:: AIM OF THE TASK ::
Reproduce all records verbatim.

BEGIN PROVIDED RECORDS

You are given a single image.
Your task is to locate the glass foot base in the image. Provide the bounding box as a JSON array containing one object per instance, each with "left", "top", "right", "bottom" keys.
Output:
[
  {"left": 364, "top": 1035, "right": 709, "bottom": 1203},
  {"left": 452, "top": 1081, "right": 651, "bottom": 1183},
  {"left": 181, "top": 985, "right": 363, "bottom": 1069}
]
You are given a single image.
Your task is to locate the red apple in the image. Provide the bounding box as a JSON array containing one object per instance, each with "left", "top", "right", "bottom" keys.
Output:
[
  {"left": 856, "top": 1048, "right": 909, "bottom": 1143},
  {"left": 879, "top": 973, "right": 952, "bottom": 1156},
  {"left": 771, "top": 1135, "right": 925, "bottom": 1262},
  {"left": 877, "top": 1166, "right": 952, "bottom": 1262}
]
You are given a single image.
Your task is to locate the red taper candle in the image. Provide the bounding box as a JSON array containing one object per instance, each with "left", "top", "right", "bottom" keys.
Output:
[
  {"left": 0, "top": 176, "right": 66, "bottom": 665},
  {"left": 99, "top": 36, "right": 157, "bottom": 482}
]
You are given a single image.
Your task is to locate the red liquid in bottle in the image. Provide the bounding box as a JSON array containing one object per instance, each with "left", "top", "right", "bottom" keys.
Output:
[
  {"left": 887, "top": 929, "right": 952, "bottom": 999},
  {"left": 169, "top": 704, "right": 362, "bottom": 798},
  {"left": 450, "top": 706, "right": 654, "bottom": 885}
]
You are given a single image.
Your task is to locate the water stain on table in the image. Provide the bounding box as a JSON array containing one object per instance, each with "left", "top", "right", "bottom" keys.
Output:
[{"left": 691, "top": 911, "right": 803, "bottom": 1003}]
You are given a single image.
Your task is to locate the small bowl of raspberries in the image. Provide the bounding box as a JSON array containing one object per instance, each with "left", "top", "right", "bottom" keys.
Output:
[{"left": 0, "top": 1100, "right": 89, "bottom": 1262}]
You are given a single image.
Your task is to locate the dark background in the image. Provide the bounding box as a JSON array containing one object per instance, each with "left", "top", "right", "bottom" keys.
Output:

END PROVIDED RECORDS

:: FULL RESPONSE ::
You are given a single image.
Your task is to locate the glass foot base in the image. Provide the bounding box as a JSON array containing one object per instance, each with "left", "top", "right", "bottom" keys.
Output:
[
  {"left": 364, "top": 1035, "right": 709, "bottom": 1203},
  {"left": 452, "top": 1081, "right": 651, "bottom": 1183},
  {"left": 181, "top": 985, "right": 363, "bottom": 1069}
]
You are given a single image.
Your task is to locate the red apple in the image. Provide the bounding box as a JSON array containing one object per instance, each with "left", "top", "right", "bottom" keys.
Output:
[
  {"left": 856, "top": 1048, "right": 909, "bottom": 1143},
  {"left": 879, "top": 973, "right": 952, "bottom": 1156},
  {"left": 771, "top": 1135, "right": 925, "bottom": 1262},
  {"left": 877, "top": 1166, "right": 952, "bottom": 1262}
]
You are given a single image.
Your task is to locate the red taper candle in the image. Provide the bounding box as a JSON array containing one object per instance, each with "left", "top", "right", "bottom" keys.
Output:
[
  {"left": 0, "top": 176, "right": 66, "bottom": 665},
  {"left": 99, "top": 36, "right": 157, "bottom": 482}
]
You are given a single image.
Your task is to locate the red liquid in bottle in the image. Provide the bounding box as a JSON array containing one object per instance, each with "left", "top", "right", "bottom" keys.
Output:
[
  {"left": 887, "top": 929, "right": 952, "bottom": 999},
  {"left": 169, "top": 704, "right": 362, "bottom": 798},
  {"left": 450, "top": 706, "right": 654, "bottom": 885}
]
You are given a single image.
Your task is to locate the water stain on table in the image. Provide the bounding box as a JSON array containing one object per instance, each with "left", "top", "right", "bottom" keys.
Output:
[{"left": 691, "top": 911, "right": 803, "bottom": 1003}]
You are given a single image.
Your task is to locate the small bowl of raspberries in the image. Provide the bounding box as a JSON array containing one object per instance, each with "left", "top", "right", "bottom" keys.
Output:
[{"left": 0, "top": 1100, "right": 89, "bottom": 1262}]
You are given a single image.
Your task is to locate the dark background in the image. Provide the bounding box as a JSON array containing one object per instance, each with "left", "top", "right", "bottom" keys.
Output:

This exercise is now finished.